● **Tus instrucciones**
Extrae de los registros todas las líneas en las que aparezca la palabra "wooden", y cópialas tal como están.

***** Registros de la tarea

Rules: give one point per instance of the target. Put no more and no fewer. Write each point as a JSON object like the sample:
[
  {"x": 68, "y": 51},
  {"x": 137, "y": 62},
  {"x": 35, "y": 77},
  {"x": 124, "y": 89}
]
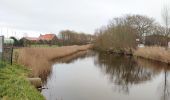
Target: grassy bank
[
  {"x": 154, "y": 53},
  {"x": 40, "y": 59},
  {"x": 14, "y": 86}
]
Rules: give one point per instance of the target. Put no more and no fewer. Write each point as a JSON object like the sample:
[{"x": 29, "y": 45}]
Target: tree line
[
  {"x": 125, "y": 32},
  {"x": 68, "y": 37}
]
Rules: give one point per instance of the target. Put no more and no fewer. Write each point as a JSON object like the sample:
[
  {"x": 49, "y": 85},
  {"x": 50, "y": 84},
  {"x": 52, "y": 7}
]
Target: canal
[{"x": 96, "y": 76}]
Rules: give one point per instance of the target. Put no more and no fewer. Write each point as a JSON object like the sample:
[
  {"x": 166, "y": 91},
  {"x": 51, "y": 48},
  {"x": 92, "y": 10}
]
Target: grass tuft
[{"x": 14, "y": 86}]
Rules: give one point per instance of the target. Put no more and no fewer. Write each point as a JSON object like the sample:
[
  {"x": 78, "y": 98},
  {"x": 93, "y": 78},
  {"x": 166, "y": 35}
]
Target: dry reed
[
  {"x": 154, "y": 53},
  {"x": 39, "y": 60}
]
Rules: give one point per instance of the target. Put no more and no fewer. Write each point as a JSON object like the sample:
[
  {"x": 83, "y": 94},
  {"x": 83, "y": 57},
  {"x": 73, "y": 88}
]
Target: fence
[{"x": 6, "y": 51}]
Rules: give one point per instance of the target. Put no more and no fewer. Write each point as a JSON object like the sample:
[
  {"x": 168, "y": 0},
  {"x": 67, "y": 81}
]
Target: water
[{"x": 94, "y": 76}]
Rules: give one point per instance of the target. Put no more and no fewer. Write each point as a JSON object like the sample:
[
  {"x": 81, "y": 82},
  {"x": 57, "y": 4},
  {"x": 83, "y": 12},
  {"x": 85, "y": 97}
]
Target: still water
[{"x": 95, "y": 76}]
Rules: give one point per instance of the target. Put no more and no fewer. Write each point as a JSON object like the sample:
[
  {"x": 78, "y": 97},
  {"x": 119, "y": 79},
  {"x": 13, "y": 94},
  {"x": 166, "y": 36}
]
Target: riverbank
[
  {"x": 14, "y": 85},
  {"x": 154, "y": 53},
  {"x": 39, "y": 60}
]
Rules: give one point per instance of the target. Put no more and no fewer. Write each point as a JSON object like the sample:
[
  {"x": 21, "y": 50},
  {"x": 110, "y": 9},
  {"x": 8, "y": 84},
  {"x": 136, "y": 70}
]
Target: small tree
[{"x": 166, "y": 19}]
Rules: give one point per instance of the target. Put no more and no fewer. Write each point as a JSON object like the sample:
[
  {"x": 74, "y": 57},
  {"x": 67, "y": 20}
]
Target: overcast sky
[{"x": 32, "y": 17}]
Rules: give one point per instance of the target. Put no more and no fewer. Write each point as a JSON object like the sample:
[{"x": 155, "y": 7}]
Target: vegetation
[
  {"x": 14, "y": 86},
  {"x": 117, "y": 36},
  {"x": 122, "y": 32},
  {"x": 68, "y": 37},
  {"x": 40, "y": 59},
  {"x": 154, "y": 53}
]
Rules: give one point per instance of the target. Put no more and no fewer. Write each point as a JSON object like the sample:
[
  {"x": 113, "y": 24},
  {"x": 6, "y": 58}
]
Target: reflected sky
[{"x": 107, "y": 77}]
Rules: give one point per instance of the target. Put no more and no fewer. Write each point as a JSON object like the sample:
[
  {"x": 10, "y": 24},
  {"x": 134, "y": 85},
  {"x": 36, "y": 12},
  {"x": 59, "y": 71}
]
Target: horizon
[{"x": 52, "y": 16}]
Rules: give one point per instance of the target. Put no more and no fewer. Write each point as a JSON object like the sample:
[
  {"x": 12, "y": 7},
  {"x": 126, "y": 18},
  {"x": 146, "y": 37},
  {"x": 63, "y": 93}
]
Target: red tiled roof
[
  {"x": 47, "y": 37},
  {"x": 31, "y": 38}
]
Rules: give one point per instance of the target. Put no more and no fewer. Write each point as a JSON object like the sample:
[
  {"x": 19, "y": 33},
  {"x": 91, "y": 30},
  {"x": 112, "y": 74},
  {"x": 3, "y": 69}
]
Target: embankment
[
  {"x": 39, "y": 60},
  {"x": 14, "y": 85},
  {"x": 154, "y": 53}
]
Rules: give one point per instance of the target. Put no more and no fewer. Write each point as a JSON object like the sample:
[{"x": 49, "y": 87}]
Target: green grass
[
  {"x": 14, "y": 86},
  {"x": 43, "y": 45}
]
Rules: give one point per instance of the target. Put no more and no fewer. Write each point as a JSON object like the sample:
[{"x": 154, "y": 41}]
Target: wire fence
[{"x": 6, "y": 51}]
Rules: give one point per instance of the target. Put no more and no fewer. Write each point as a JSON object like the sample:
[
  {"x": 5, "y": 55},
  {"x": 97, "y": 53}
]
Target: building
[{"x": 48, "y": 38}]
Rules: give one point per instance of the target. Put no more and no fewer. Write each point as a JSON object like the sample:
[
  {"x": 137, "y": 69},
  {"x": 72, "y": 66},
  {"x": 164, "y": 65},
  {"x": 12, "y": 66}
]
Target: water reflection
[{"x": 127, "y": 77}]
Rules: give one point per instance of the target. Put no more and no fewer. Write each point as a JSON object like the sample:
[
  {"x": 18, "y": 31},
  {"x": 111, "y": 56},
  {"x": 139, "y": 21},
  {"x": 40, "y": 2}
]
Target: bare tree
[
  {"x": 166, "y": 19},
  {"x": 142, "y": 24}
]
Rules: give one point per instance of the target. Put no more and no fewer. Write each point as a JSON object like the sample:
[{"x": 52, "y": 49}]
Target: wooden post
[{"x": 11, "y": 54}]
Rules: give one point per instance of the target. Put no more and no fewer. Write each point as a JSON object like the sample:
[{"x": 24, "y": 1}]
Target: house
[
  {"x": 31, "y": 39},
  {"x": 49, "y": 38},
  {"x": 27, "y": 41}
]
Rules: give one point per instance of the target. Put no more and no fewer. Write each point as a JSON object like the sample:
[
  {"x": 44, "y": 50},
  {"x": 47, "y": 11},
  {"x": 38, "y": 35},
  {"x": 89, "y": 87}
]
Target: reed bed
[
  {"x": 154, "y": 53},
  {"x": 39, "y": 60}
]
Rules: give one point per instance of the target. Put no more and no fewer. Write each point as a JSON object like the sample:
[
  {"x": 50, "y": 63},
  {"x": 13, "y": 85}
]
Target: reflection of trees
[
  {"x": 74, "y": 57},
  {"x": 165, "y": 95},
  {"x": 123, "y": 71},
  {"x": 44, "y": 73}
]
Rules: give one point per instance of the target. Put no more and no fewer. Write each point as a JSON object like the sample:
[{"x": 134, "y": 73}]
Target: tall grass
[
  {"x": 39, "y": 60},
  {"x": 14, "y": 86},
  {"x": 154, "y": 53}
]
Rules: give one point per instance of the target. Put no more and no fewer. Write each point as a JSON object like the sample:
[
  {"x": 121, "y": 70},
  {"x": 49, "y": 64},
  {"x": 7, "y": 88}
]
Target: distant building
[
  {"x": 31, "y": 39},
  {"x": 49, "y": 38}
]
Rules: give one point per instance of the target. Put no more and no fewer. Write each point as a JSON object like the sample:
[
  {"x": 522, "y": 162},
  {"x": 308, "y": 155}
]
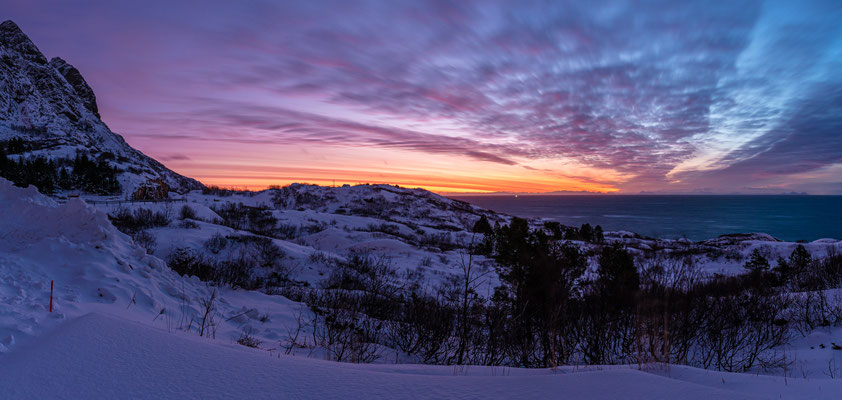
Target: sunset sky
[{"x": 521, "y": 96}]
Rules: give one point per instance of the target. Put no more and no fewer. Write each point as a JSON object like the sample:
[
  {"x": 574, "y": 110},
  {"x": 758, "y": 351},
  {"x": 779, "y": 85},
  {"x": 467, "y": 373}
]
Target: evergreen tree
[{"x": 757, "y": 262}]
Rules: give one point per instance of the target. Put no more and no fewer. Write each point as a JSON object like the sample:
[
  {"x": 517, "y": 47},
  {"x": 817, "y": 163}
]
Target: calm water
[{"x": 694, "y": 217}]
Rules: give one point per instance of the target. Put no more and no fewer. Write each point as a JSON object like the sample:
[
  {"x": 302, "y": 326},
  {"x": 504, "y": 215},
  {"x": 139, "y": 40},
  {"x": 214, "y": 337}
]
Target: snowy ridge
[
  {"x": 49, "y": 105},
  {"x": 97, "y": 268}
]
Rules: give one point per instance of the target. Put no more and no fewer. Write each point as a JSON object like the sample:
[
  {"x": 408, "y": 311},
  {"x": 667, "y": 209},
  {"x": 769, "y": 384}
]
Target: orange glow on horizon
[{"x": 269, "y": 165}]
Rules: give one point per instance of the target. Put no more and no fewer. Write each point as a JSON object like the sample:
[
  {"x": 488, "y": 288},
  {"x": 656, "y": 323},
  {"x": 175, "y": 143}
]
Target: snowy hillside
[
  {"x": 50, "y": 108},
  {"x": 124, "y": 324},
  {"x": 94, "y": 267}
]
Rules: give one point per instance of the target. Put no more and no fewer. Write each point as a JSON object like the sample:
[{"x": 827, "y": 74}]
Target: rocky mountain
[{"x": 49, "y": 107}]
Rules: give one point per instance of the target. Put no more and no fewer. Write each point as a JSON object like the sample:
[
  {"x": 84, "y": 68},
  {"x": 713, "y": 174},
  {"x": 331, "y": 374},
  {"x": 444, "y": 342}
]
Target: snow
[
  {"x": 119, "y": 325},
  {"x": 101, "y": 356}
]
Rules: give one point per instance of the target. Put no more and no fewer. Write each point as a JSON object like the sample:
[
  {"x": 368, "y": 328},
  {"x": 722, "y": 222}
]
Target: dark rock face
[
  {"x": 75, "y": 79},
  {"x": 50, "y": 106},
  {"x": 15, "y": 40}
]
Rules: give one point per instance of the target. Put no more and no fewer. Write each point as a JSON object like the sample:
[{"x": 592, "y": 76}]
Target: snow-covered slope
[
  {"x": 102, "y": 356},
  {"x": 49, "y": 105},
  {"x": 94, "y": 267}
]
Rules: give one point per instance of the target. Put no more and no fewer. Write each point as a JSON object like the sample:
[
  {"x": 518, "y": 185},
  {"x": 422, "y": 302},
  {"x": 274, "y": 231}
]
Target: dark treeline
[
  {"x": 49, "y": 175},
  {"x": 550, "y": 310}
]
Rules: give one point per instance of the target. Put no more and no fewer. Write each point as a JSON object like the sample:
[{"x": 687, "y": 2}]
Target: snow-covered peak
[
  {"x": 75, "y": 79},
  {"x": 50, "y": 106}
]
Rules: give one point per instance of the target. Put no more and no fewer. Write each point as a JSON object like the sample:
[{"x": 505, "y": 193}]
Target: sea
[{"x": 695, "y": 217}]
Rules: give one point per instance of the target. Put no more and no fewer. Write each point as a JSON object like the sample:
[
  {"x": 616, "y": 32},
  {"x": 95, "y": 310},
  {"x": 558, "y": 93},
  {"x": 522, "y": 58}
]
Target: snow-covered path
[{"x": 101, "y": 356}]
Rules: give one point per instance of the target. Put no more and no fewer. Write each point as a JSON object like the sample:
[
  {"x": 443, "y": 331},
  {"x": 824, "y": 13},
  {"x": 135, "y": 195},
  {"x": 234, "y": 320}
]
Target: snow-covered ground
[
  {"x": 104, "y": 356},
  {"x": 124, "y": 325}
]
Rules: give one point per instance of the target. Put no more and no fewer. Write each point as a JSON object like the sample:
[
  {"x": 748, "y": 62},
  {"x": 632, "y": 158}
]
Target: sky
[{"x": 464, "y": 96}]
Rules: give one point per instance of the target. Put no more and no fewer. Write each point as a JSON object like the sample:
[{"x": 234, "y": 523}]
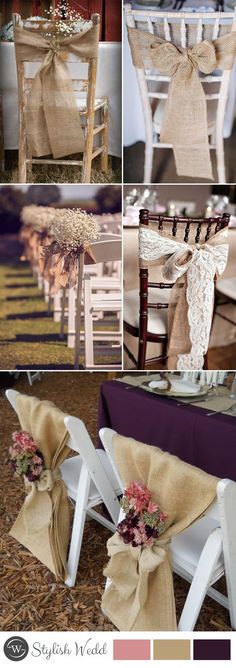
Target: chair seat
[
  {"x": 227, "y": 287},
  {"x": 187, "y": 546},
  {"x": 71, "y": 468},
  {"x": 157, "y": 318},
  {"x": 159, "y": 113}
]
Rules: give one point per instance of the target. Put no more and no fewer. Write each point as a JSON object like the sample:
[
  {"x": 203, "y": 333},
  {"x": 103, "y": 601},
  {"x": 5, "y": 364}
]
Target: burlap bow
[
  {"x": 53, "y": 123},
  {"x": 140, "y": 596},
  {"x": 133, "y": 579},
  {"x": 62, "y": 267},
  {"x": 43, "y": 523},
  {"x": 37, "y": 509},
  {"x": 192, "y": 268},
  {"x": 185, "y": 117}
]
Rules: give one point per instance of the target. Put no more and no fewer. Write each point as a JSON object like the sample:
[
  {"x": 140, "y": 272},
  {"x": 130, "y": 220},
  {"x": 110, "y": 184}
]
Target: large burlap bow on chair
[
  {"x": 140, "y": 596},
  {"x": 185, "y": 117},
  {"x": 43, "y": 524},
  {"x": 192, "y": 268},
  {"x": 53, "y": 123}
]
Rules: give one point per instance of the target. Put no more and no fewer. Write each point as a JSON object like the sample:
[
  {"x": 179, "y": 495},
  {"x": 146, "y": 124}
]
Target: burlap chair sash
[
  {"x": 61, "y": 267},
  {"x": 192, "y": 268},
  {"x": 185, "y": 117},
  {"x": 140, "y": 596},
  {"x": 53, "y": 123},
  {"x": 43, "y": 524}
]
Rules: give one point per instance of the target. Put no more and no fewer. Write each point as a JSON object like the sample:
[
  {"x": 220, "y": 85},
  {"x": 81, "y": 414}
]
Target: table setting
[{"x": 193, "y": 428}]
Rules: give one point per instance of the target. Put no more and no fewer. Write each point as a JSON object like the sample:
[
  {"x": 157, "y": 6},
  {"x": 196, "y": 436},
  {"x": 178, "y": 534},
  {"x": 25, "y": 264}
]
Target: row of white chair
[
  {"x": 101, "y": 294},
  {"x": 201, "y": 555}
]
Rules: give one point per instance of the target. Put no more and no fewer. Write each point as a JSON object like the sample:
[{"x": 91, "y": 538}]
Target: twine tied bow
[
  {"x": 53, "y": 124},
  {"x": 185, "y": 117}
]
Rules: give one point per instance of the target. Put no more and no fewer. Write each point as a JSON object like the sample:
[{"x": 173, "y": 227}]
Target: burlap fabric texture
[
  {"x": 52, "y": 119},
  {"x": 43, "y": 523},
  {"x": 192, "y": 268},
  {"x": 185, "y": 118},
  {"x": 140, "y": 596}
]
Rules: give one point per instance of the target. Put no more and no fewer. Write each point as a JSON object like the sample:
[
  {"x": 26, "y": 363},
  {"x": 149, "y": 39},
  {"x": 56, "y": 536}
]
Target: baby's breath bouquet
[
  {"x": 66, "y": 21},
  {"x": 39, "y": 218},
  {"x": 72, "y": 232}
]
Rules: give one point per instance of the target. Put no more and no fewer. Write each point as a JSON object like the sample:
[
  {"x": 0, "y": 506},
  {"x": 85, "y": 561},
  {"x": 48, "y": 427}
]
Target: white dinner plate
[{"x": 176, "y": 393}]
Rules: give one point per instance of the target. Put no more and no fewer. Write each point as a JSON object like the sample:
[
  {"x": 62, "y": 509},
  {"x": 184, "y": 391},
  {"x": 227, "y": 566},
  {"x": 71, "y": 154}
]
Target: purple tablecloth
[{"x": 186, "y": 431}]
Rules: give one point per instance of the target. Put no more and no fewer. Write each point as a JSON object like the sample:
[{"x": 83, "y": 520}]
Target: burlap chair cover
[
  {"x": 192, "y": 267},
  {"x": 185, "y": 117},
  {"x": 43, "y": 523},
  {"x": 140, "y": 596},
  {"x": 52, "y": 119}
]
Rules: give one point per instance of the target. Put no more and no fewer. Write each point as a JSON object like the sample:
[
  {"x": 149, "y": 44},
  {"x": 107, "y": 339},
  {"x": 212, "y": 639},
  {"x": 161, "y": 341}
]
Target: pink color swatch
[{"x": 135, "y": 650}]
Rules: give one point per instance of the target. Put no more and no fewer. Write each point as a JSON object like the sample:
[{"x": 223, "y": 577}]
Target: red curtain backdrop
[{"x": 36, "y": 8}]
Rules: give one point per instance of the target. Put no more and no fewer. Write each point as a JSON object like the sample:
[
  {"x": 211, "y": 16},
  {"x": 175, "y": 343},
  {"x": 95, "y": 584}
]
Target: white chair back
[
  {"x": 89, "y": 480},
  {"x": 204, "y": 552},
  {"x": 184, "y": 29}
]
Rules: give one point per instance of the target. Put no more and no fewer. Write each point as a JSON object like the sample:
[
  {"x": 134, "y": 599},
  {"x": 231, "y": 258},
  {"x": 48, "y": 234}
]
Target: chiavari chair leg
[{"x": 104, "y": 155}]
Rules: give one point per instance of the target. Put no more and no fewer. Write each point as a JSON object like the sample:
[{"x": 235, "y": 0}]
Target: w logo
[{"x": 16, "y": 648}]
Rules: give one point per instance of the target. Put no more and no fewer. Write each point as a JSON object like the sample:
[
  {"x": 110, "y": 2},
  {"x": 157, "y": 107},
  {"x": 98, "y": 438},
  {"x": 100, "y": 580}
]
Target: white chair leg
[
  {"x": 201, "y": 581},
  {"x": 71, "y": 318},
  {"x": 220, "y": 160},
  {"x": 88, "y": 324},
  {"x": 226, "y": 501},
  {"x": 57, "y": 306},
  {"x": 148, "y": 163},
  {"x": 78, "y": 526}
]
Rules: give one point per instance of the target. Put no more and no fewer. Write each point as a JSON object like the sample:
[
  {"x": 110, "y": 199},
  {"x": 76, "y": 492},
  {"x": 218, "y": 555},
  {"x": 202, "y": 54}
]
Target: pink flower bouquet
[
  {"x": 26, "y": 460},
  {"x": 144, "y": 520}
]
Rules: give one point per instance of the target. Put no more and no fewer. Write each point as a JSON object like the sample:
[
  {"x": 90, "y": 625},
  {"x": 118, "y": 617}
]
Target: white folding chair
[
  {"x": 89, "y": 480},
  {"x": 153, "y": 86},
  {"x": 102, "y": 295},
  {"x": 204, "y": 552}
]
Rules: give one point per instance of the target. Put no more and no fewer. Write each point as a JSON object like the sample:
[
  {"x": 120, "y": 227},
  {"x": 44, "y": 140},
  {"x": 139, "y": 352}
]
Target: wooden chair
[
  {"x": 145, "y": 318},
  {"x": 204, "y": 552},
  {"x": 83, "y": 74},
  {"x": 183, "y": 29},
  {"x": 89, "y": 480}
]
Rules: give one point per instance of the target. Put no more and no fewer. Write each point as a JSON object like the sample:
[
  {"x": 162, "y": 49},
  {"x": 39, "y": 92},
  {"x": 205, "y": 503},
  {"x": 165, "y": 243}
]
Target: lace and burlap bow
[
  {"x": 192, "y": 268},
  {"x": 140, "y": 596},
  {"x": 52, "y": 119},
  {"x": 185, "y": 117},
  {"x": 43, "y": 524}
]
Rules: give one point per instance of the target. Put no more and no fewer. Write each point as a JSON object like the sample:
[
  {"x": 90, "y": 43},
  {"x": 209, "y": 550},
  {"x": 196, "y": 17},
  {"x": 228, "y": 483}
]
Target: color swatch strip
[
  {"x": 134, "y": 650},
  {"x": 172, "y": 650}
]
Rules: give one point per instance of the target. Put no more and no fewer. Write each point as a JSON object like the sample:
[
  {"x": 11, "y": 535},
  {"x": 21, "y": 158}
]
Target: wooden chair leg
[
  {"x": 142, "y": 347},
  {"x": 104, "y": 154},
  {"x": 22, "y": 159},
  {"x": 148, "y": 162},
  {"x": 220, "y": 160}
]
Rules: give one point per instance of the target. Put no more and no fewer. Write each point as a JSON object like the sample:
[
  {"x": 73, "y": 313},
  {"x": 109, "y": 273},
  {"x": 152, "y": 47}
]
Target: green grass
[
  {"x": 60, "y": 173},
  {"x": 29, "y": 337}
]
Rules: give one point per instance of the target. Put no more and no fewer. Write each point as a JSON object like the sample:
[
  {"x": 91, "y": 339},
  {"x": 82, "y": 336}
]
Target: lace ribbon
[{"x": 200, "y": 262}]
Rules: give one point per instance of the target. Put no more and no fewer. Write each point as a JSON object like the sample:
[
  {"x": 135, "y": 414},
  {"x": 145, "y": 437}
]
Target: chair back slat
[
  {"x": 199, "y": 30},
  {"x": 216, "y": 28},
  {"x": 189, "y": 230},
  {"x": 167, "y": 30}
]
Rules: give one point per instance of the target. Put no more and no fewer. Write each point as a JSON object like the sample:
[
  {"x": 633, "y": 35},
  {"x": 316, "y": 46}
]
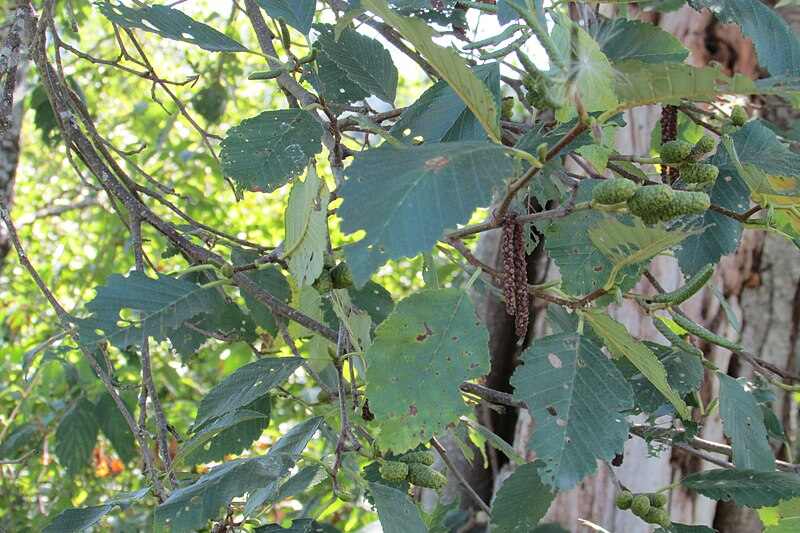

**********

● **Resultado del ejercicio**
Target: wooden post
Target: wooden chair
Target: wooden chair leg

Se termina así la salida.